- _The task_
Lay out every line of the listing below as a JSON list of strings, with one string per line and blank lines omitted.

(Boundary annotation listing)
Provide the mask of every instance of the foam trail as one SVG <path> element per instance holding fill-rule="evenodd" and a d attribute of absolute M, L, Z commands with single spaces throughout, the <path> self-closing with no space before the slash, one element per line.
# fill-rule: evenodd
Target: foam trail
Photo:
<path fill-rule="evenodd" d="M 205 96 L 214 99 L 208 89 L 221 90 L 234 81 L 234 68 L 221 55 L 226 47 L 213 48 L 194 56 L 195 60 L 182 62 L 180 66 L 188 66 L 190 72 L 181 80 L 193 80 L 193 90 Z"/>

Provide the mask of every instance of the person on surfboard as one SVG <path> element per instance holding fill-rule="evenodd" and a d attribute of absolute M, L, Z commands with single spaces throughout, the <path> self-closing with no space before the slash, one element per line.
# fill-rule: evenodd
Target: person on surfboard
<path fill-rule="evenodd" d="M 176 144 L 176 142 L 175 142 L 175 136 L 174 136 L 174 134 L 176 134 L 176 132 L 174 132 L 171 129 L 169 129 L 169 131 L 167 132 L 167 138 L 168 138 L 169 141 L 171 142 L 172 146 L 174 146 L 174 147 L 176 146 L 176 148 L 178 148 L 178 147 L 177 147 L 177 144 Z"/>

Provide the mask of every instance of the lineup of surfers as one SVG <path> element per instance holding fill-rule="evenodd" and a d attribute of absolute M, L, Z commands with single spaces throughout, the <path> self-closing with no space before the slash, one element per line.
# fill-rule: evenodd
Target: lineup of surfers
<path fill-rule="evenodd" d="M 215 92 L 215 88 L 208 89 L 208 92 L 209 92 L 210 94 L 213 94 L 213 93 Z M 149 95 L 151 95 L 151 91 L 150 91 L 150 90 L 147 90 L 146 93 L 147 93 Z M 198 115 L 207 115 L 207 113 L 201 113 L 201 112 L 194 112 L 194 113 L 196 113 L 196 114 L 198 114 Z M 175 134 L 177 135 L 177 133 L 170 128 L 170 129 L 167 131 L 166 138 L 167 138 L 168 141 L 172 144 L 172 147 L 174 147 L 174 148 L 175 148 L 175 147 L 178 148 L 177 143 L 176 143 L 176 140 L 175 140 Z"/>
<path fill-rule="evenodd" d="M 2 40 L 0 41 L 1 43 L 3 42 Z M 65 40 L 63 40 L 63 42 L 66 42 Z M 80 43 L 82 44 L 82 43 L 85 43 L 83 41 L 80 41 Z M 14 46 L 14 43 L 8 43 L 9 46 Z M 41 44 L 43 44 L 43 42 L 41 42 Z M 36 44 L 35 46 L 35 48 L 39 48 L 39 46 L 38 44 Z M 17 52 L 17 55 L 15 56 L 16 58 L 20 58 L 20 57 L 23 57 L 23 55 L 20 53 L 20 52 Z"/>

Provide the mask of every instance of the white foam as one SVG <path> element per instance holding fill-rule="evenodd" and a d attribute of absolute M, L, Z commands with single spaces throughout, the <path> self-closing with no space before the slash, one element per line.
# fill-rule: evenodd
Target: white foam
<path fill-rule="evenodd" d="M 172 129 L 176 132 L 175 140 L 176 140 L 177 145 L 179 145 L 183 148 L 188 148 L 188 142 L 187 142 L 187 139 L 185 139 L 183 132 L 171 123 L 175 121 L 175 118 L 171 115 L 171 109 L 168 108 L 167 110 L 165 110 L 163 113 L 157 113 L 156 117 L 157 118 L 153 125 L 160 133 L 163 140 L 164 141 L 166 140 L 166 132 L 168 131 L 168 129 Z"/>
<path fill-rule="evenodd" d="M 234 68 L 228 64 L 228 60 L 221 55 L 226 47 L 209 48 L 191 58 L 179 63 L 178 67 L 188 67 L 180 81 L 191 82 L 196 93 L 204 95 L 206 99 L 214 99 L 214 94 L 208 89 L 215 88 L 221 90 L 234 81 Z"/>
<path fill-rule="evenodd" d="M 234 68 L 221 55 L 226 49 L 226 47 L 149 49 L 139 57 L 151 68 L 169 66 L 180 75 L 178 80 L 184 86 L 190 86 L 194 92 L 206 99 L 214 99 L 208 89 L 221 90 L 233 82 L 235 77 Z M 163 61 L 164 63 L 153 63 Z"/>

- _Answer to the problem_
[
  "Provide the mask of every instance of the foam trail as one SVG <path> element per instance holding fill-rule=\"evenodd\" and a d attribute of absolute M, L, Z commands with single spaces throughout, the <path> self-closing with no space before the slash, one element per line.",
  "# fill-rule: evenodd",
  "Target: foam trail",
  "Photo:",
  "<path fill-rule=\"evenodd\" d=\"M 205 96 L 214 99 L 208 89 L 221 90 L 234 81 L 234 68 L 221 55 L 226 47 L 213 48 L 194 56 L 195 60 L 182 62 L 180 66 L 188 66 L 190 72 L 181 80 L 193 80 L 193 90 Z\"/>",
  "Provide the mask of every instance of the person on surfboard as one SVG <path> element per instance holding fill-rule=\"evenodd\" and a d attribute of absolute M, L, Z commands with single spaces throughout, the <path> self-closing with no space before the slash, one element per line.",
  "# fill-rule: evenodd",
  "Target: person on surfboard",
  "<path fill-rule=\"evenodd\" d=\"M 176 144 L 176 142 L 175 142 L 175 136 L 174 136 L 174 134 L 176 134 L 176 132 L 174 132 L 171 129 L 169 129 L 169 131 L 167 132 L 167 138 L 168 138 L 169 141 L 171 142 L 172 146 L 174 146 L 174 147 L 176 146 L 176 148 L 178 148 L 178 147 L 177 147 L 177 144 Z\"/>",
  "Provide the mask of every instance of the lineup of surfers as one SVG <path> element per instance holding fill-rule=\"evenodd\" and a d attribute of absolute M, L, Z commands with single spaces throughout, the <path> self-closing with no space before the slash, one element per line.",
  "# fill-rule: evenodd",
  "Target: lineup of surfers",
  "<path fill-rule=\"evenodd\" d=\"M 215 92 L 215 88 L 208 89 L 208 92 L 209 92 L 210 94 L 213 94 L 213 93 Z M 149 95 L 151 95 L 151 91 L 150 91 L 150 90 L 147 90 L 146 93 L 147 93 Z M 198 115 L 207 115 L 207 113 L 201 113 L 201 112 L 194 112 L 194 113 L 196 113 L 196 114 L 198 114 Z M 175 134 L 177 135 L 177 133 L 170 128 L 170 129 L 167 131 L 166 138 L 167 138 L 168 141 L 172 144 L 172 147 L 174 147 L 174 148 L 175 148 L 175 147 L 178 148 L 177 143 L 176 143 L 176 140 L 175 140 Z\"/>",
  "<path fill-rule=\"evenodd\" d=\"M 2 40 L 0 41 L 1 43 L 3 42 Z M 65 40 L 63 40 L 63 42 L 66 42 Z M 80 43 L 82 44 L 82 43 L 85 43 L 83 41 L 80 41 Z M 14 46 L 14 43 L 8 43 L 9 46 Z M 41 44 L 43 44 L 43 42 L 41 42 Z M 36 44 L 35 46 L 35 48 L 39 48 L 39 46 L 38 44 Z M 17 52 L 17 55 L 15 56 L 16 58 L 20 58 L 20 57 L 23 57 L 23 55 L 20 53 L 20 52 Z\"/>",
  "Provide the mask of every instance of the white foam as one SVG <path> element per instance holding fill-rule=\"evenodd\" and a d attribute of absolute M, L, Z commands with single spaces throughout, the <path> self-closing with no space before the slash, one element per line.",
  "# fill-rule: evenodd",
  "Target: white foam",
  "<path fill-rule=\"evenodd\" d=\"M 172 129 L 176 132 L 175 140 L 176 140 L 177 145 L 179 145 L 183 148 L 188 148 L 188 142 L 187 142 L 187 139 L 185 139 L 183 132 L 171 123 L 175 121 L 175 118 L 171 115 L 171 109 L 168 108 L 167 110 L 165 110 L 163 113 L 157 113 L 156 117 L 157 118 L 153 125 L 160 133 L 163 140 L 164 141 L 166 140 L 166 132 L 168 131 L 168 129 Z\"/>",
  "<path fill-rule=\"evenodd\" d=\"M 234 68 L 228 64 L 228 60 L 221 55 L 226 47 L 209 48 L 191 58 L 179 63 L 178 67 L 188 67 L 180 81 L 191 82 L 196 93 L 204 95 L 206 99 L 214 99 L 214 94 L 208 89 L 215 88 L 221 90 L 234 81 Z\"/>",
  "<path fill-rule=\"evenodd\" d=\"M 234 68 L 221 55 L 226 49 L 226 47 L 149 49 L 139 57 L 151 68 L 169 66 L 180 75 L 178 80 L 184 86 L 190 86 L 194 92 L 206 99 L 214 99 L 208 89 L 221 90 L 233 82 L 235 77 Z M 163 61 L 164 63 L 153 63 Z\"/>"
]